**Try it**
The listing below holds a line with "Query: wooden boardwalk railing" and a later line with "like [348, 47].". Write out those two lines and every line between them, exactly, and nothing else.

━━━━━━━━━━━━━━━━━━━━

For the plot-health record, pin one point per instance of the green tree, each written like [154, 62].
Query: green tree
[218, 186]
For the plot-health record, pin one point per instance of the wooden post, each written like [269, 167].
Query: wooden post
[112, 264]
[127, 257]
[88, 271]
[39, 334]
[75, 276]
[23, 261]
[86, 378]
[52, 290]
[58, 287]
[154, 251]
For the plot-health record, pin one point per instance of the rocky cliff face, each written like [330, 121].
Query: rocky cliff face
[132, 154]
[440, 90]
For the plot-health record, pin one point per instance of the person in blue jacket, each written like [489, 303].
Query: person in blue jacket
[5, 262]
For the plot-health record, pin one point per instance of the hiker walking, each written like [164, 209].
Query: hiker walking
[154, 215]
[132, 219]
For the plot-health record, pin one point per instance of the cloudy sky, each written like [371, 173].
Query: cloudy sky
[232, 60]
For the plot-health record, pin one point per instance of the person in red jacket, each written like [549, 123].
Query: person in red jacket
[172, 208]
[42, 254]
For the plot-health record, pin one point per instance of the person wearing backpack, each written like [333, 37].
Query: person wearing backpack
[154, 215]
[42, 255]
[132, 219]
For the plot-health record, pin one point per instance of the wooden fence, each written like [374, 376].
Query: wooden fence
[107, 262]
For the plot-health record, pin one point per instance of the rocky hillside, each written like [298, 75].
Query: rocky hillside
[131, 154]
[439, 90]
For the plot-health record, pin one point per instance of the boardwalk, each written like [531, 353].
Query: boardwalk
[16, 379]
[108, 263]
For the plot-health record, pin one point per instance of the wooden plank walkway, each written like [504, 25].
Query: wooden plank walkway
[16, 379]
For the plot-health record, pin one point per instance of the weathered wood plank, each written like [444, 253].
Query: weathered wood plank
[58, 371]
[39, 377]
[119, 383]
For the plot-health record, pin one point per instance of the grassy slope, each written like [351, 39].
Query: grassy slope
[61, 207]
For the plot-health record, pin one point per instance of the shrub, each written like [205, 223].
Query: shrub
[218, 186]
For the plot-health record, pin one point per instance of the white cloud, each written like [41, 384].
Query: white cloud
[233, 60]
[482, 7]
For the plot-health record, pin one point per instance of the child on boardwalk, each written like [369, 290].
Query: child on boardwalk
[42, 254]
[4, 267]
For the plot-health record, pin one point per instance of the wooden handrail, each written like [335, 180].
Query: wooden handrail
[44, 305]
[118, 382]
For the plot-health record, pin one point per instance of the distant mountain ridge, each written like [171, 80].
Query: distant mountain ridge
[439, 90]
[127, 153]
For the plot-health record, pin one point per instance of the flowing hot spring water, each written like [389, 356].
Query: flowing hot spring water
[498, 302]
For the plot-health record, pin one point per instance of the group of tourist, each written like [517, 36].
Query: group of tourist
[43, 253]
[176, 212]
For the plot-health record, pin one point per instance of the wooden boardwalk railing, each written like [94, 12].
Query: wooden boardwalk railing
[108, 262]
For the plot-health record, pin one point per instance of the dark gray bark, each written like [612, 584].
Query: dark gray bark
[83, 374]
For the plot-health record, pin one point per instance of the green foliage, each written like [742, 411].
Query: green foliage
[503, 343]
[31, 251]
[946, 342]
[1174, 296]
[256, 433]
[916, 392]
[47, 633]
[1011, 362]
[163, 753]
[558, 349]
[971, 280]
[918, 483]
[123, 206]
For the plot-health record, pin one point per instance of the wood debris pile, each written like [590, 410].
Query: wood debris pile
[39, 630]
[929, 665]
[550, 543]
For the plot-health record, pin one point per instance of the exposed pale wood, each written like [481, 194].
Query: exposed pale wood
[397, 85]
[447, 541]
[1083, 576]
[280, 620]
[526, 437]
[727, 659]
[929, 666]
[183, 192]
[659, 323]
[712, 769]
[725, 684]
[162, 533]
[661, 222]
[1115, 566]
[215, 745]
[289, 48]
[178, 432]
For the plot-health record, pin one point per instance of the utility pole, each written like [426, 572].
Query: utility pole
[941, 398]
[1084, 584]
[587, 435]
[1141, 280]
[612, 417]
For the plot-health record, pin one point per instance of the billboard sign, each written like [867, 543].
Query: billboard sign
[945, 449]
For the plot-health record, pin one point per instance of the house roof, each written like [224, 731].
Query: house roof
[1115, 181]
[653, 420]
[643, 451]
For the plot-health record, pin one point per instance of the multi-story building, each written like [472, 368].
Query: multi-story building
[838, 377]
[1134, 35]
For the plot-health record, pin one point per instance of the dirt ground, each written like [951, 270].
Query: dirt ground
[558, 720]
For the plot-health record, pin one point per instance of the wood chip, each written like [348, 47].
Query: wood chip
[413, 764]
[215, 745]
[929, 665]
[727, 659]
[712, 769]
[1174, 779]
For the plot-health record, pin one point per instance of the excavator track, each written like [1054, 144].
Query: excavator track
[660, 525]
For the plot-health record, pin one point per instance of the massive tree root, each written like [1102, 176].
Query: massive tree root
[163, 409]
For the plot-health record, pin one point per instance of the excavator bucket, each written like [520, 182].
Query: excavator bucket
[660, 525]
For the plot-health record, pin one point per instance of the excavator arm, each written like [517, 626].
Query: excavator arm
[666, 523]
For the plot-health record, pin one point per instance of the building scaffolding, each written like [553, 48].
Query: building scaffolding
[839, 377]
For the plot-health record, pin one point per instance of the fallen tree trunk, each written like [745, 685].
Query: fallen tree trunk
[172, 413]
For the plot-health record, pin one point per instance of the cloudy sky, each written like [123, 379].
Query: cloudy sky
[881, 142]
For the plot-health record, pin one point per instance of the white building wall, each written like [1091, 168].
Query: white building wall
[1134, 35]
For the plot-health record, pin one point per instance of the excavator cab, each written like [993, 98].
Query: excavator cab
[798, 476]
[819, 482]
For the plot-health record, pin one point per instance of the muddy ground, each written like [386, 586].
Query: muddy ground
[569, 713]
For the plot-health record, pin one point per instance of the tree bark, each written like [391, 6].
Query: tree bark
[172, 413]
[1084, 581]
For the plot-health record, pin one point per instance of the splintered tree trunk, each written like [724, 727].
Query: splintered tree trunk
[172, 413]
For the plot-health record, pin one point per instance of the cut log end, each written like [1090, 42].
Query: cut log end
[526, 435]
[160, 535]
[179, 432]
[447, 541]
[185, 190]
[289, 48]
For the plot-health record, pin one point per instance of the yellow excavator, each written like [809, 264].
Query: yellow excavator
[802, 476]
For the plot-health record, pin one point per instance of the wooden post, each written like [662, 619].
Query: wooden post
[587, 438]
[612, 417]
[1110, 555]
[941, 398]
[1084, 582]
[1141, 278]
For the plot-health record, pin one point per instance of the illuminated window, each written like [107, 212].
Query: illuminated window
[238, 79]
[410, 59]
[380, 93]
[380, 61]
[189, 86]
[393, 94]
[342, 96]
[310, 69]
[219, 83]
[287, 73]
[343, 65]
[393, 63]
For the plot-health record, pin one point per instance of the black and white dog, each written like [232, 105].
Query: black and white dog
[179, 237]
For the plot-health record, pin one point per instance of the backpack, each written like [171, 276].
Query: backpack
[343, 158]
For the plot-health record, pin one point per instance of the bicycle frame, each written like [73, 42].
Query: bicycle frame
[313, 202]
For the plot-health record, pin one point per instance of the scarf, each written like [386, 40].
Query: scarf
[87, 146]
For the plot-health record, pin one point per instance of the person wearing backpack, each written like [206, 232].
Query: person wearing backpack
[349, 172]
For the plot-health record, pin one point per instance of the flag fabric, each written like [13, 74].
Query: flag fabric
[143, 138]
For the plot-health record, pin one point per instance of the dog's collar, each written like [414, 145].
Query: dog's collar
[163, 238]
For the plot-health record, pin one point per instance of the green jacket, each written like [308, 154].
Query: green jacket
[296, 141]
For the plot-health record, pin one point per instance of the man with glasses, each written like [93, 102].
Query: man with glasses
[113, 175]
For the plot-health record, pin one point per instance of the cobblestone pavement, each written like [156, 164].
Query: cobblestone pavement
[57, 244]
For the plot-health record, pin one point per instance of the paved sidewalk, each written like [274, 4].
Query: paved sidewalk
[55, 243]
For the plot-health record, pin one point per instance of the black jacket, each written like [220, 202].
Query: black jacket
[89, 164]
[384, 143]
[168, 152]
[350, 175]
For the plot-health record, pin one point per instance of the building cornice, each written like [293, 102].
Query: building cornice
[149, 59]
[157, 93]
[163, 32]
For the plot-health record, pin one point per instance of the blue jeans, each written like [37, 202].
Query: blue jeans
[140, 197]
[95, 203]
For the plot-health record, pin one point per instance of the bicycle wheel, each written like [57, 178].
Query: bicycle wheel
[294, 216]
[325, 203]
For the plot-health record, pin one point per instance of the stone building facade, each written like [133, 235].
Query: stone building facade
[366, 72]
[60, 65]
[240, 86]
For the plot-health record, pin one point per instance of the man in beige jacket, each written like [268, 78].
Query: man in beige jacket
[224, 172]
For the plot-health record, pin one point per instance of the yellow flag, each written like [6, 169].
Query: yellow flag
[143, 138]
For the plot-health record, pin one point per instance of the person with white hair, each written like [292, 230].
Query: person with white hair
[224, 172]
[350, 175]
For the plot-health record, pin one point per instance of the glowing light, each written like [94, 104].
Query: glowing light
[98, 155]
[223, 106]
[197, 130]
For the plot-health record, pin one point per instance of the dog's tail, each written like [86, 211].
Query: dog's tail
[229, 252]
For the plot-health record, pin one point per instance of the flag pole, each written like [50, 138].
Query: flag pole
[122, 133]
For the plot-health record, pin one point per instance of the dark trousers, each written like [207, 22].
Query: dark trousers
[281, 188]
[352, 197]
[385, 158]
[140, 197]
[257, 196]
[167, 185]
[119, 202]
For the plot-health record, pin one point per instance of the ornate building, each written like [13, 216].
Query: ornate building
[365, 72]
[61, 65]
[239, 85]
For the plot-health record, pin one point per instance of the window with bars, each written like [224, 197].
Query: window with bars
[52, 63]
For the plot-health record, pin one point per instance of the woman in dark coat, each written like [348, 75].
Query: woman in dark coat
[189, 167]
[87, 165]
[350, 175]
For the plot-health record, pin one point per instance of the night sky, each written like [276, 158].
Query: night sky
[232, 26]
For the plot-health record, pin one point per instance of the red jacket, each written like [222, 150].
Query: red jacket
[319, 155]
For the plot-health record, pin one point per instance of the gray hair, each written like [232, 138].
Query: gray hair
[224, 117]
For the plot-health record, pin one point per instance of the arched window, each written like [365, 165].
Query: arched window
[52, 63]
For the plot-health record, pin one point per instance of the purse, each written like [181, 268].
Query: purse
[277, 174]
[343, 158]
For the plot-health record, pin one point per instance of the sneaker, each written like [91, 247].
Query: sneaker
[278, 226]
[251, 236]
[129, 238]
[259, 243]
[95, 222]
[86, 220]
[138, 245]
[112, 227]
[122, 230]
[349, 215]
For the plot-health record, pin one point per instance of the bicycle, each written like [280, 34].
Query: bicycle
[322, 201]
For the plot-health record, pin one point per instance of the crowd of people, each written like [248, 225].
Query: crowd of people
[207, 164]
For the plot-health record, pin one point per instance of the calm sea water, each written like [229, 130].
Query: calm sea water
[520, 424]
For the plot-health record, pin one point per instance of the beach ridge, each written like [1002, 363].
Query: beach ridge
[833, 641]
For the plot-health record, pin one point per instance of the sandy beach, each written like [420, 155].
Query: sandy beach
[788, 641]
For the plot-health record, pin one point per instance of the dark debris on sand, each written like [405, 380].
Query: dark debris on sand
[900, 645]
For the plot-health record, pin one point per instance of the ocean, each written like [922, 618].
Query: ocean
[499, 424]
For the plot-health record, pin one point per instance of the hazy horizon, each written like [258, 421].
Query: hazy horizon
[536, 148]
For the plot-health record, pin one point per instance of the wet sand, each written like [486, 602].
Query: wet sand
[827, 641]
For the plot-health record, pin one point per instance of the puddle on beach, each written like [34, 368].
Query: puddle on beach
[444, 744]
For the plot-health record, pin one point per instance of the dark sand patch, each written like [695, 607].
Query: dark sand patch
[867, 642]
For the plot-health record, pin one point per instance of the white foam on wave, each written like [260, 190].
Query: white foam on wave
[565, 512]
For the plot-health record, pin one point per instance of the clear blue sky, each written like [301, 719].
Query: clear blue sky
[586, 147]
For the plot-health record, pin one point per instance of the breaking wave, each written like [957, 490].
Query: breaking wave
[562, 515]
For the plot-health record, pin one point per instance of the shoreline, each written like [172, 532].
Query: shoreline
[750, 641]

━━━━━━━━━━━━━━━━━━━━

**Exercise answer**
Query: wooden boardwalk railing
[108, 262]
For the plot-health record, pin one point per instance of the dark gray bark, each written like [612, 584].
Query: dark gray bark
[83, 374]
For the plot-health record, pin one point per instance of the green foliage, each written like [742, 411].
Query: green foliage
[503, 343]
[31, 251]
[946, 342]
[1174, 296]
[256, 433]
[916, 392]
[47, 633]
[1011, 362]
[163, 753]
[558, 349]
[971, 280]
[918, 483]
[123, 206]
For the plot-health record, pin one point per instance of the wood debris pile, each written like [590, 410].
Query: wood debris pile
[39, 630]
[929, 665]
[550, 543]
For the plot-health record, pin one point per instance of the exposed pale wood, each written like [481, 194].
Query: exposed pale wood
[397, 85]
[447, 541]
[1083, 576]
[280, 620]
[526, 437]
[727, 659]
[929, 666]
[183, 192]
[659, 323]
[712, 769]
[725, 684]
[162, 533]
[661, 222]
[1115, 566]
[215, 745]
[289, 48]
[178, 432]
For the plot-health record, pin one point per instance of the utility pole, each written like [426, 572].
Query: utility pole
[941, 398]
[1084, 584]
[587, 435]
[1141, 280]
[612, 417]
For the plot-health record, pin one point per instance of the billboard sign, each written like [867, 543].
Query: billboard sign
[945, 449]
For the plot-health record, pin one point per instance of the house roof, each written like [224, 731].
Query: house roof
[1115, 181]
[653, 420]
[643, 451]
For the plot-health record, pin one point per instance of the multi-story building, each written like [472, 368].
Query: multi-story building
[838, 377]
[1134, 35]
For the plot-health record, pin one point per instance of the dirt ground, each written like [951, 270].
Query: dirt ground
[558, 720]
For the plot-health record, pin one point per instance of the wood chip, each written like [348, 47].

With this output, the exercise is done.